» **Data provided**:

============================================================

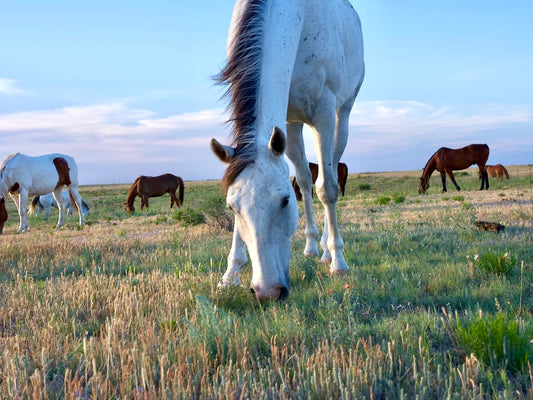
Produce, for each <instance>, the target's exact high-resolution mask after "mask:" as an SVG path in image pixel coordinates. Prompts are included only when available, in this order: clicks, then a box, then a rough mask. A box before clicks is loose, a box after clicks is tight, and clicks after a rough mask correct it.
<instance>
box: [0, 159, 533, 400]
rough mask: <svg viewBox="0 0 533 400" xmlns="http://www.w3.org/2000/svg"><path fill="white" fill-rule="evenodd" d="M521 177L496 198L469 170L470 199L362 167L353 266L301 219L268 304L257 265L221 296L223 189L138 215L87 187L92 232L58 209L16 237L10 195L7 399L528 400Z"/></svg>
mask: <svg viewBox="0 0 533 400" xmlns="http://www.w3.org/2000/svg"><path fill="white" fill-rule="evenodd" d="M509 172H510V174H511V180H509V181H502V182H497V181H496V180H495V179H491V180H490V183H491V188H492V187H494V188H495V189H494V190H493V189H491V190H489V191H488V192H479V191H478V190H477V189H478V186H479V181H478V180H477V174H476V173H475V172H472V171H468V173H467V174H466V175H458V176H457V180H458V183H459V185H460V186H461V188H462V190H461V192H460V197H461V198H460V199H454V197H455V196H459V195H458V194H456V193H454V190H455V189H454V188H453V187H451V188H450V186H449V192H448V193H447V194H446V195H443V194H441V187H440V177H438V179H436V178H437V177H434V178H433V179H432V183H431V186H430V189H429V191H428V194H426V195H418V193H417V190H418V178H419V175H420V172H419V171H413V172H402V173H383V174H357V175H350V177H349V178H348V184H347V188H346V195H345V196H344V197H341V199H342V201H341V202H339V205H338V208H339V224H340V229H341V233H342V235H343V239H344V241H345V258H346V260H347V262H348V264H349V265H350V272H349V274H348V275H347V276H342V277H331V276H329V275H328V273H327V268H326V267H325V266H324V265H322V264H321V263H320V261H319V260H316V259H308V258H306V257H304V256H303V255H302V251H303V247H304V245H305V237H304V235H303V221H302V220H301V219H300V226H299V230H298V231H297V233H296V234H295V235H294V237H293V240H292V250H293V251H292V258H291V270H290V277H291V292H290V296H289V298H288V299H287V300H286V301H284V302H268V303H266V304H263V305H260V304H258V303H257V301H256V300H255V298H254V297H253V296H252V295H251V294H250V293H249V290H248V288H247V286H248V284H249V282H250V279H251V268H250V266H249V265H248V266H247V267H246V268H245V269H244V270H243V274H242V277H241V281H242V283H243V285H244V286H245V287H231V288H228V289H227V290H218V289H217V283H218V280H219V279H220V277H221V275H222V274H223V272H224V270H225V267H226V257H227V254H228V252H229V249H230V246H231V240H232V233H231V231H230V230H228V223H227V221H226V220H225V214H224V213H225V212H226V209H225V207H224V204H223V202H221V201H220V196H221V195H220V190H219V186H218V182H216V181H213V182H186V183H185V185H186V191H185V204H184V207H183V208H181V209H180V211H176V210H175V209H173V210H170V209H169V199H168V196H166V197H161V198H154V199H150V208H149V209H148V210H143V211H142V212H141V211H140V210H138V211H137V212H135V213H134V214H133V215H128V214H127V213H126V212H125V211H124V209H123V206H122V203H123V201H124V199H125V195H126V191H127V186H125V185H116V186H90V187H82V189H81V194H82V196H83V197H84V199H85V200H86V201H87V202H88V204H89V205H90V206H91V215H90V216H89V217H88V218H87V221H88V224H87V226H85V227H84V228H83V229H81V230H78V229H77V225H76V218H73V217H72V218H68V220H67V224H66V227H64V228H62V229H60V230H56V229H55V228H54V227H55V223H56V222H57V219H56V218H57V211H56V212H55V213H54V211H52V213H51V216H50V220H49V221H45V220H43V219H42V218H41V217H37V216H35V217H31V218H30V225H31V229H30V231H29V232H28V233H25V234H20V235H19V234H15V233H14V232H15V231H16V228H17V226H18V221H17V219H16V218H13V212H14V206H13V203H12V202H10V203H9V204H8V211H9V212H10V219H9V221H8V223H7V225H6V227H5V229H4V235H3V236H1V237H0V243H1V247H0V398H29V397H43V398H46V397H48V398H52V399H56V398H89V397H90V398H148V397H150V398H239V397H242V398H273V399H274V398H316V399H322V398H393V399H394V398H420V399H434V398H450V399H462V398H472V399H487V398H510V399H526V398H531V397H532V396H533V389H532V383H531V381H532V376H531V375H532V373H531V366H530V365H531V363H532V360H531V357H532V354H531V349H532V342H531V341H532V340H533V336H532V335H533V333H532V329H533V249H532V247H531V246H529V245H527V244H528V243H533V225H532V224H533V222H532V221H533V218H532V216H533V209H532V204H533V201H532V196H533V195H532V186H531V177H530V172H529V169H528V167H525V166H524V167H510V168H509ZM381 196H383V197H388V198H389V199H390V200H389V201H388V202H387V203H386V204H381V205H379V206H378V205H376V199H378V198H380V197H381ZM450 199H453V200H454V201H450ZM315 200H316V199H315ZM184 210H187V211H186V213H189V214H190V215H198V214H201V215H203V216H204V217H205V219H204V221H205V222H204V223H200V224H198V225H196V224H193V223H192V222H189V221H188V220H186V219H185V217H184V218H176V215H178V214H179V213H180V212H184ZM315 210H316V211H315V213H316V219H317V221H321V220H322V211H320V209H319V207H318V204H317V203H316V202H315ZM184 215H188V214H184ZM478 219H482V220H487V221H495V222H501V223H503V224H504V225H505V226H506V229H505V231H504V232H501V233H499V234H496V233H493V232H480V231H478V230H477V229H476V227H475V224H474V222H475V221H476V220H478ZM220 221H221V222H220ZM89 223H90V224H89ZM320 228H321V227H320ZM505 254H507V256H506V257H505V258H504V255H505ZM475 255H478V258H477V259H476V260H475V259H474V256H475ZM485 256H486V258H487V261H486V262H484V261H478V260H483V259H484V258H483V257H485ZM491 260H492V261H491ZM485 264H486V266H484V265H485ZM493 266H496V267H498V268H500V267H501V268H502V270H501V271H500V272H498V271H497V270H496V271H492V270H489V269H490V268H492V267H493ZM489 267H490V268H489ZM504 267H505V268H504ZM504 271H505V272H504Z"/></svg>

============================================================

» **Activity**:
Scan the preceding listing for the string "instance" and copy every line where it occurs.

» **Output below**:
Produce, for each <instance>, the target's exact high-resolution mask after "mask:" as an SVG path in image pixel coordinates. Prompts are included only when available, in this order: clicks, then a box, then a rough mask. A box before clicks is loose, a box after clicks is tight, and clicks after a rough mask correct it.
<instance>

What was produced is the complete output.